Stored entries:
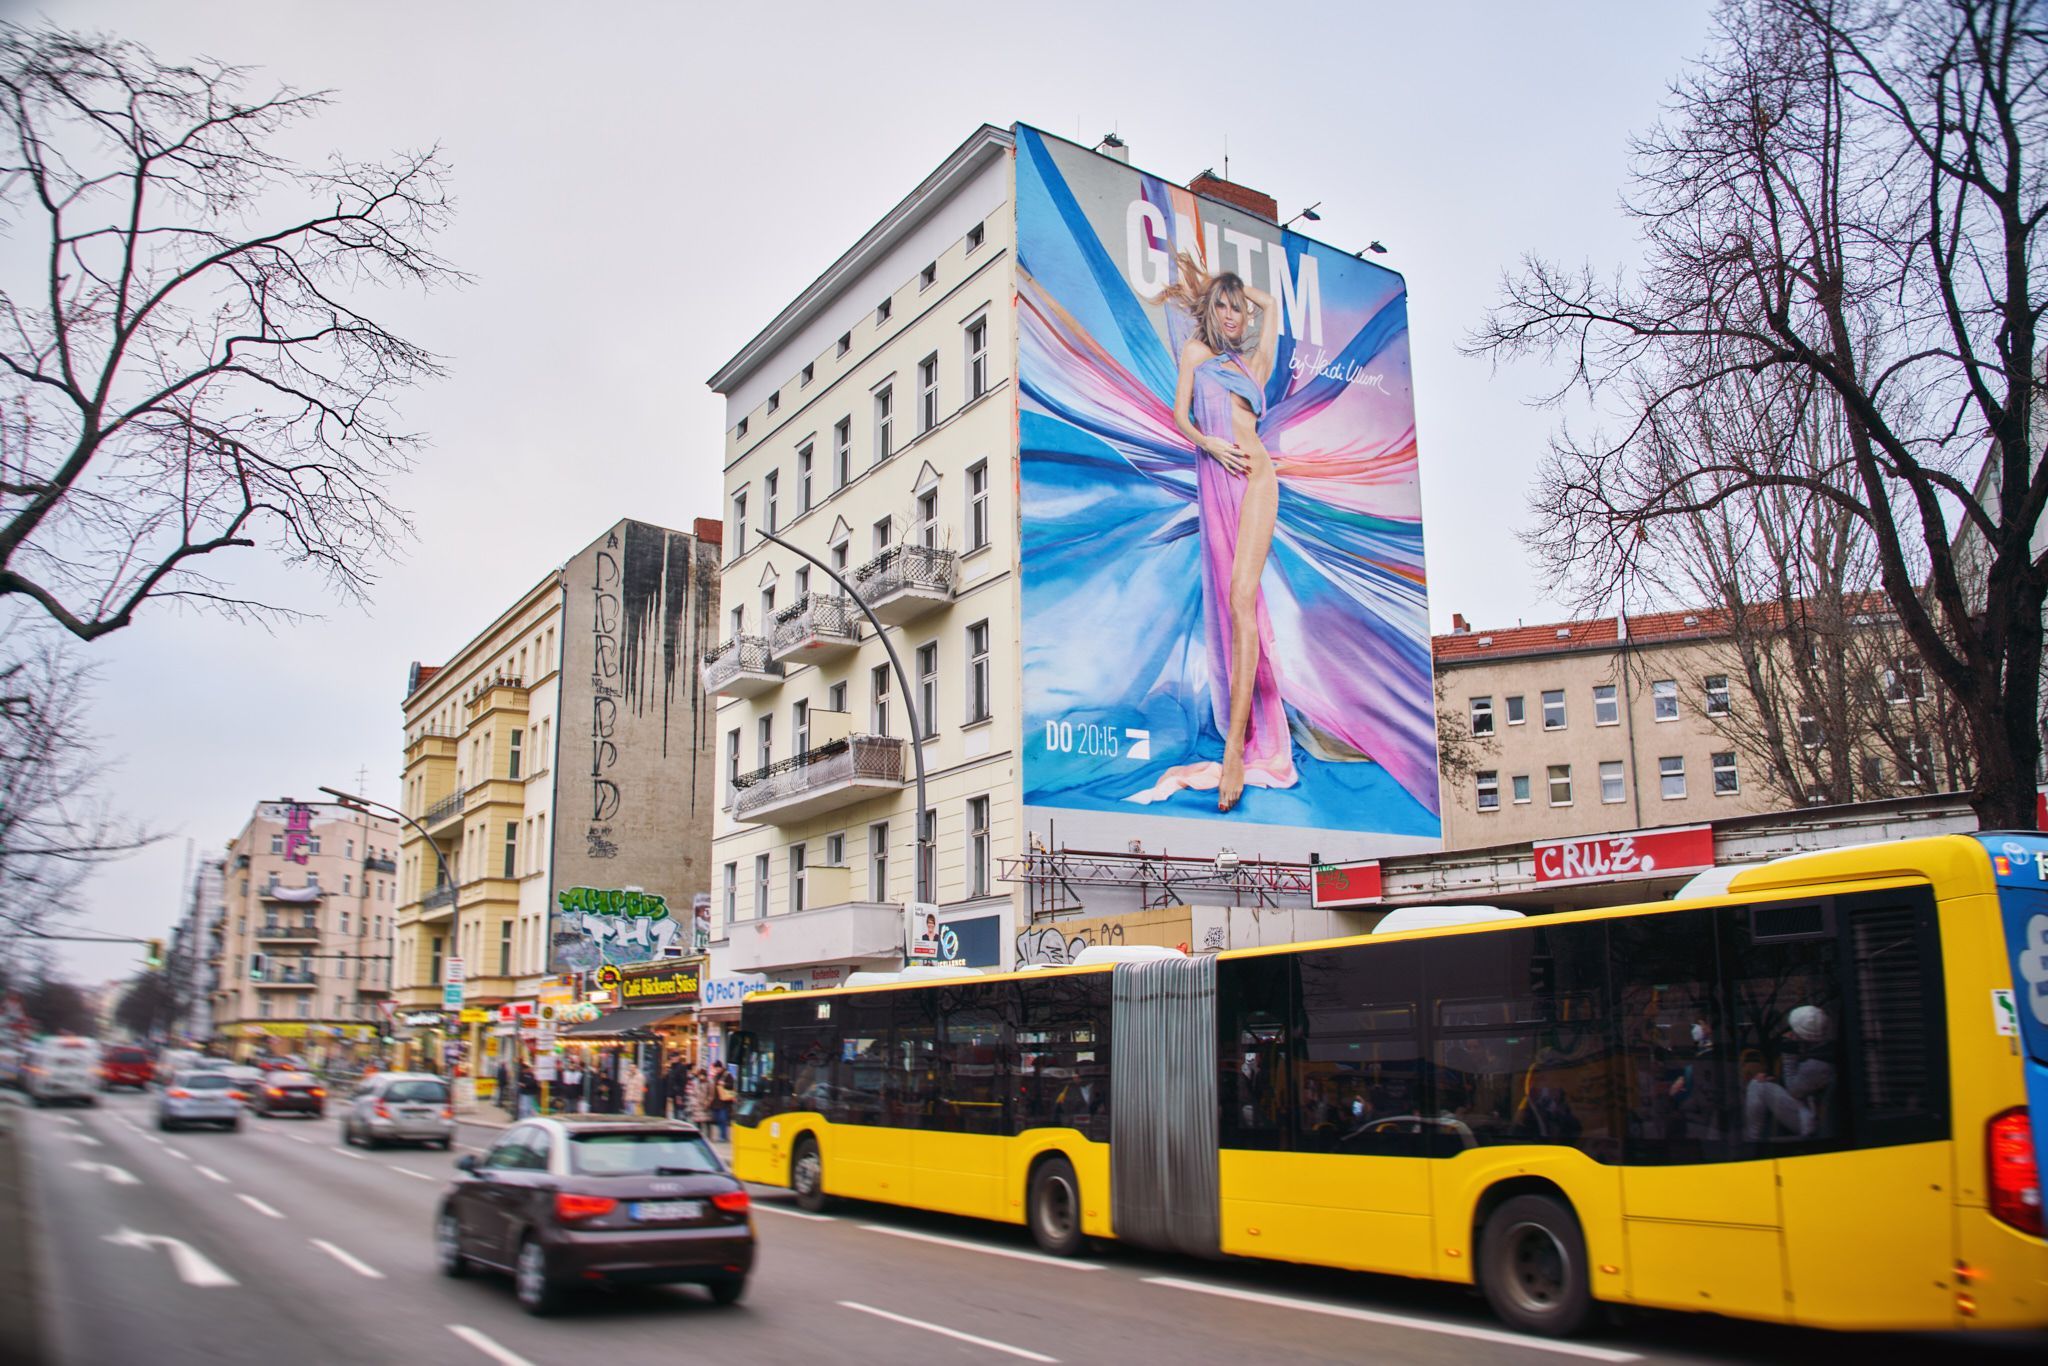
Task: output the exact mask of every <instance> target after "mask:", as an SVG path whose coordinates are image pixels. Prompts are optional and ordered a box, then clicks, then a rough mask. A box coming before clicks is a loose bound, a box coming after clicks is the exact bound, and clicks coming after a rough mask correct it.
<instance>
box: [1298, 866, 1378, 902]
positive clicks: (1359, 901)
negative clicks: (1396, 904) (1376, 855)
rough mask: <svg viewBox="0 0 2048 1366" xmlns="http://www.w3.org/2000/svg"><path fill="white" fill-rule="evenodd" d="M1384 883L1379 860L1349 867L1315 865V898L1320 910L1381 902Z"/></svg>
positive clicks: (1345, 866)
mask: <svg viewBox="0 0 2048 1366" xmlns="http://www.w3.org/2000/svg"><path fill="white" fill-rule="evenodd" d="M1382 889H1384V881H1382V877H1380V864H1378V860H1370V862H1350V864H1317V866H1315V897H1313V905H1315V907H1319V909H1325V907H1339V905H1374V903H1378V901H1380V899H1382Z"/></svg>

[WHAT IS NEEDED]
Arrange every line of the records above as a numbered list, leaving out blank lines and the pictures.

[ANSWER TO THE PROBLEM]
1. Task: output the exact mask of every <instance> target after "mask:", as an SVG path whose coordinates are image pixels. Prompts are optional and ordered a box, then clicks, then a rough mask. A box coming before clicks is a loose bound, a box coming after clicks is the exact bound, and clicks coming after a rough mask correct it.
2. <instance>
3. box: [1298, 866, 1378, 902]
4. positive clicks: (1359, 901)
5. negative clicks: (1396, 904) (1376, 855)
6. rough mask: <svg viewBox="0 0 2048 1366" xmlns="http://www.w3.org/2000/svg"><path fill="white" fill-rule="evenodd" d="M1384 883L1379 860L1349 867L1315 865V898L1320 910L1381 902Z"/></svg>
7. positive clicks: (1345, 866)
8. mask: <svg viewBox="0 0 2048 1366" xmlns="http://www.w3.org/2000/svg"><path fill="white" fill-rule="evenodd" d="M1382 889H1384V881H1382V877H1380V864H1378V860H1370V862H1350V864H1317V866H1315V897H1313V905H1315V907H1319V909H1325V907H1339V905H1374V903H1378V901H1380V899H1382Z"/></svg>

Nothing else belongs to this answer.